* WHAT NEEDS TO BE DONE
Before copying, set the pictures aside; then repeat every line below verbatim.

* RECORDS FOR PROCESSING
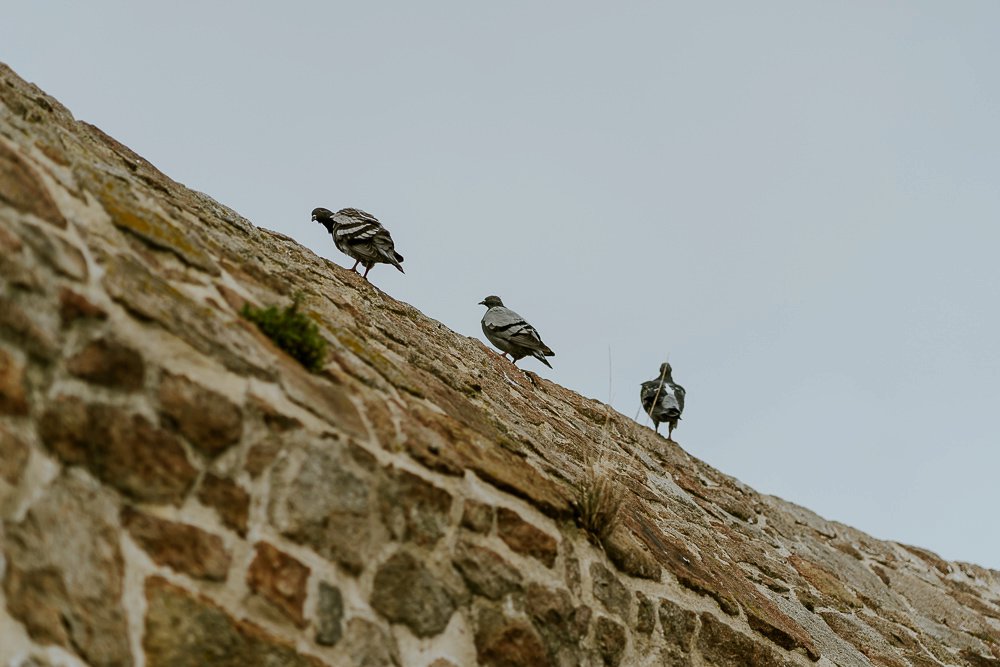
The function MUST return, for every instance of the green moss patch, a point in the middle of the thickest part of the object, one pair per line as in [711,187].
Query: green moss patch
[292,331]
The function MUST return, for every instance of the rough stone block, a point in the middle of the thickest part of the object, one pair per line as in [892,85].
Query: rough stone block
[64,574]
[502,641]
[13,389]
[121,449]
[485,572]
[609,590]
[329,615]
[281,580]
[231,501]
[184,548]
[477,516]
[209,420]
[183,630]
[524,538]
[406,591]
[412,508]
[108,363]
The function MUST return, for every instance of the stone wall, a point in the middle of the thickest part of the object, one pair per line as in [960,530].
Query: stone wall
[175,491]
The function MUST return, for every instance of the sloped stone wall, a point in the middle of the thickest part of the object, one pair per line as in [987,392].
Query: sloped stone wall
[175,491]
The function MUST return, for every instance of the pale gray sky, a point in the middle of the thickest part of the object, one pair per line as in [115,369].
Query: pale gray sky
[797,201]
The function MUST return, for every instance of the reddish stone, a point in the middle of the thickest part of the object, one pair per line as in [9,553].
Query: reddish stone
[13,393]
[525,538]
[184,630]
[179,546]
[209,420]
[502,641]
[229,499]
[279,579]
[108,363]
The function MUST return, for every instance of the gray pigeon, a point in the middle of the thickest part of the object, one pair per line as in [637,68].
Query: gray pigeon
[663,400]
[360,236]
[509,332]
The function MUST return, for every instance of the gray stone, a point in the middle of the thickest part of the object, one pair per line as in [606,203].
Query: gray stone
[209,420]
[327,506]
[406,591]
[609,590]
[611,640]
[412,508]
[485,572]
[329,615]
[64,575]
[367,645]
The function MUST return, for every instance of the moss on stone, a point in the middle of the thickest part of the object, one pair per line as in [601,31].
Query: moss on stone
[292,331]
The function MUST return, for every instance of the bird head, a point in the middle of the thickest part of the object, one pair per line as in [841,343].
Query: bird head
[324,216]
[491,302]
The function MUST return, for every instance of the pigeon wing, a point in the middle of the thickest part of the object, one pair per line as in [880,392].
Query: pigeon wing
[507,325]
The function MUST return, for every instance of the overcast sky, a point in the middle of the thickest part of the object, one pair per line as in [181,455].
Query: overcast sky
[798,202]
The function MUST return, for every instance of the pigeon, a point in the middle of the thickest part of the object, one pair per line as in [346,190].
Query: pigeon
[361,236]
[509,332]
[663,399]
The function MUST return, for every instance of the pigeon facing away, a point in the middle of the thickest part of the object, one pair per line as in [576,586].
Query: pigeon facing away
[361,236]
[663,400]
[509,332]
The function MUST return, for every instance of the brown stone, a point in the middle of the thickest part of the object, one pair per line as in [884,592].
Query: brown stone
[108,363]
[525,538]
[229,499]
[74,306]
[209,420]
[609,590]
[121,449]
[502,641]
[825,582]
[629,556]
[14,455]
[485,572]
[412,508]
[179,546]
[22,189]
[722,646]
[406,591]
[183,630]
[52,249]
[13,389]
[26,329]
[477,516]
[279,579]
[64,573]
[611,640]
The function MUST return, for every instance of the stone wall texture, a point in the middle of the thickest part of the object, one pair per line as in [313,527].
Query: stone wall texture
[176,491]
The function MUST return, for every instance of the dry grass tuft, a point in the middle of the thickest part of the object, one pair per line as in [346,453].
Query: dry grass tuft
[598,499]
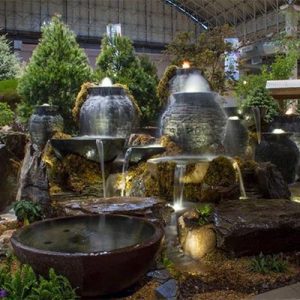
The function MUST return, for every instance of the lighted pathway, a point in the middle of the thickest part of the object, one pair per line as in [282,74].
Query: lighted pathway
[290,292]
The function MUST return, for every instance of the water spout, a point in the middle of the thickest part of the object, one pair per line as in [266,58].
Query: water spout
[106,82]
[178,186]
[125,170]
[243,195]
[257,118]
[100,149]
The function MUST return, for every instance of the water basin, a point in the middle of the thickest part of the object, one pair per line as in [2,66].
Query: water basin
[86,146]
[99,254]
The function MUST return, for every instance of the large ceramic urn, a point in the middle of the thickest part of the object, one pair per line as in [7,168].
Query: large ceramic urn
[280,150]
[43,123]
[107,112]
[194,118]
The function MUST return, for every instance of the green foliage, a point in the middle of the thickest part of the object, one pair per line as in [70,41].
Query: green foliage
[55,72]
[6,114]
[220,172]
[24,285]
[280,69]
[205,212]
[8,92]
[259,97]
[9,65]
[163,91]
[28,211]
[118,61]
[206,52]
[267,263]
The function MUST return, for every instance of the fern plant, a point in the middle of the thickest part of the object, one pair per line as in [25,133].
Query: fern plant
[267,263]
[27,211]
[24,285]
[205,211]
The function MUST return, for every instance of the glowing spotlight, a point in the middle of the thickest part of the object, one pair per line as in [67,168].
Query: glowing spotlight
[186,65]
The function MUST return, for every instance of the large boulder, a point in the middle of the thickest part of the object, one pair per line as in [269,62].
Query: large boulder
[196,240]
[249,227]
[33,182]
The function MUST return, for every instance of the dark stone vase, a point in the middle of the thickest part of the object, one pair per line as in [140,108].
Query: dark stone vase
[179,82]
[107,112]
[43,123]
[236,138]
[195,121]
[280,150]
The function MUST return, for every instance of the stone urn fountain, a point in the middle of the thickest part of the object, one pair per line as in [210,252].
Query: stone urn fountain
[193,118]
[43,123]
[279,149]
[107,115]
[108,112]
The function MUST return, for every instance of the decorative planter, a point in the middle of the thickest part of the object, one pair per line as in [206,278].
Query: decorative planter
[99,254]
[236,137]
[195,121]
[107,112]
[280,150]
[183,78]
[43,123]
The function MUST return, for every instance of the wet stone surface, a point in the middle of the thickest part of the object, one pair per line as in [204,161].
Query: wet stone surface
[135,206]
[249,227]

* RESULT FOR THIS TASK
The function MUST return, for every instance of the green moss patch, a point in the middle of the thickest part of the object, one pair per line as in [711,187].
Query: green moss patch
[292,331]
The function MUST return, for every instance of the rough stone block, a point in the middle of the thickest part of the object, one pair per line as in [892,85].
Query: rough stone block
[64,574]
[502,641]
[13,389]
[121,449]
[485,572]
[609,590]
[329,615]
[281,580]
[231,501]
[184,548]
[477,516]
[209,420]
[183,630]
[524,538]
[406,591]
[412,508]
[108,363]
The function MUST return, for every instance of the stone wall, a point in the middle of the thickest part of the object, one pair per line as in [960,530].
Query: stone wall
[175,491]
The function MUST return, for every instance of the sloped stone wall, a point in the middle of the thickest part of the object, one pair per line as in [987,392].
Query: sloped stone wall
[175,491]
The function MUST return, for every instance of the pale gray sky, a point in the middle of the thickest part of the object, one pair per line as in [115,369].
Query: pale gray sky
[797,201]
The function MUST return, for every instance of the reddish stone, a point in the middle of the thickest part of the object, one pair per line as in [9,553].
Query: reddish stone
[13,393]
[525,538]
[184,630]
[179,546]
[209,420]
[502,641]
[229,499]
[279,579]
[108,363]
The function MUST return, for every instance of the gray pigeon, a point in the middle of the thickest part of the object, one pair per line as in [637,68].
Query: gray pigeon
[663,400]
[360,236]
[509,332]
The function MUST return, for every instance of the gray stone, a point in the middle of the thickest part of the object, one pair per line as in [606,203].
Query: gray stone
[209,420]
[327,506]
[406,591]
[609,590]
[611,640]
[412,508]
[485,572]
[329,615]
[64,575]
[367,645]
The function MUST return, for every instance of the moss on stone, a point in the middle of the thickest part of the object, one pair per line as in [601,31].
Query: moss on stone
[292,331]
The function MUST return, for every instance of the bird head, a point in the middle of the thickest part of the object, one pair per line as in [841,343].
Query: bird head
[324,216]
[491,302]
The function MUST return, for every instance of the pigeon wing, a point in the middle of the thickest part of the object, one pair per line as in [880,392].
Query: pigeon wing
[507,325]
The function MUST return, for every instance of the overcast sky, a point in the middle of the thickest part of the object, one pair per line as in [181,455].
Query: overcast sky
[798,202]
The function MUST return, for every instance of the pigeon, a point in the middle of the thickest part of the object, one pair per line as in [346,190].
Query: pigeon
[361,236]
[509,332]
[663,399]
The function MUST return, for every instance of the pigeon facing away, a point in the middle of the thickest part of the object, one pair per line as in [576,586].
Query: pigeon facing away
[361,236]
[663,400]
[509,332]
The function MUST return, for every instance of the brown stone, a point in the middle of the thickest part of the object, one pair per line as in [884,592].
Query: brown stone
[108,363]
[525,538]
[229,499]
[74,306]
[209,420]
[609,590]
[121,449]
[502,641]
[825,582]
[629,556]
[14,455]
[485,572]
[412,508]
[179,546]
[22,189]
[722,646]
[406,591]
[183,630]
[52,249]
[13,389]
[26,329]
[477,516]
[279,579]
[64,573]
[611,640]
The function MUST return, for every instance of the stone wall texture, a point in the middle of the thickest part of the object, one pair per line as in [313,527].
Query: stone wall texture
[176,491]
The function MUST return, for every instance of the dry grass tuft, a point in the middle of the thickest part of the object, one pair per line as in [346,453].
Query: dry grass tuft
[598,499]
The function MUST return, for every instance of the lighted pathway, a point in the middle of the thickest part of the object, one pair per line as in [282,74].
Query: lighted pathway
[290,292]
The function MUST return, for every instance of the water spout, a point in the middle of the thickest part of the object, one pair per line as in [266,58].
Query: water spout
[106,82]
[178,186]
[125,170]
[243,195]
[257,118]
[100,149]
The function MUST return, for every instance of the water basin, a point in the middle of the thickest part of the object, one pair per line as in [2,66].
Query: water basin
[86,146]
[99,254]
The function MUST return, for every instance of the large ceramic urn, a point in the middle of the thickest part of the object, one pair per line as in [7,168].
Query: large ceramic urn
[280,150]
[43,123]
[107,112]
[194,118]
The function MUST return, for every instance of the green foliage, a point in the middle of the thickest part of the object, one pair per line as in [70,41].
Query: green foliage
[55,72]
[6,114]
[220,172]
[24,285]
[280,69]
[205,212]
[8,92]
[259,97]
[9,65]
[163,91]
[28,211]
[118,61]
[206,52]
[267,263]
The function MUST return, for every instance of the fern plant, a point in the middle of the thickest part of the object, one pair per line as in [25,133].
Query: fern plant
[267,263]
[27,211]
[24,285]
[205,211]
The function MUST return, for every instance of the glowing spotlight, a point in the middle of the thickest part of the object, one pair per line as in [67,168].
Query: glowing spotlight
[186,65]
The function MUST return, for every instance of the large boulder, a point in the middle of the thickest part of the object, one pair per line as in [269,62].
Query: large boulder
[196,240]
[249,227]
[33,182]
The function MUST return, for every instance of the dark stone vase, a point in the middle of the thickest part of the object, one pair per line as in [140,108].
Query: dark stone vase
[179,82]
[107,112]
[43,123]
[236,138]
[195,121]
[280,150]
The function MUST return, for every instance of the stone urn fountain, a point in the middle of the thickest part of the object, one pair per line as in [210,252].
Query: stone urn fountain
[193,118]
[43,123]
[279,149]
[107,115]
[108,112]
The function MUST return, for every instance of the decorative planter, a point in the middle of the thickest part of the object, one pair per line as in [206,278].
Query: decorative planter
[99,254]
[236,137]
[195,121]
[107,112]
[280,150]
[183,78]
[43,123]
The function MUST return, for every instance of the wet stone surface, a point in the middle of the thickest part of the object, one pair per line as in [204,161].
Query: wet stone surface
[135,206]
[249,227]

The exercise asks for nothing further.